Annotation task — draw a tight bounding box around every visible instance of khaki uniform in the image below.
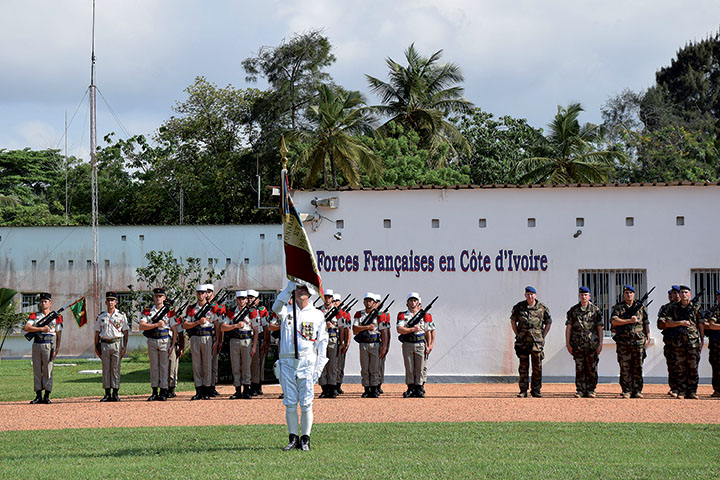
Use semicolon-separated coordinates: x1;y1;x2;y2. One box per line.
565;303;603;395
28;312;62;392
94;310;130;390
510;300;552;394
610;300;650;395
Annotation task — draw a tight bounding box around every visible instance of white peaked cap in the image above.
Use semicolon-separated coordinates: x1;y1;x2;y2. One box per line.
407;292;422;302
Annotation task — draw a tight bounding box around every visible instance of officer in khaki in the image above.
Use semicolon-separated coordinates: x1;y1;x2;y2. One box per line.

□ □ □ □

### Stated task
Output the entries from the line that contains "cap in the image above." through the line that contains "407;292;422;302", both included, as a Markdown table with the columns Row and Line, leaving out any blank lines.

### Problem solution
| Row | Line |
|---|---|
| 1 | Annotation task — draw a tight bounding box around every visible instance of white peaked cap in the image above. |
| 2 | Use semicolon-separated coordinates: x1;y1;x2;y2. One box per line. |
| 3 | 407;292;422;302 |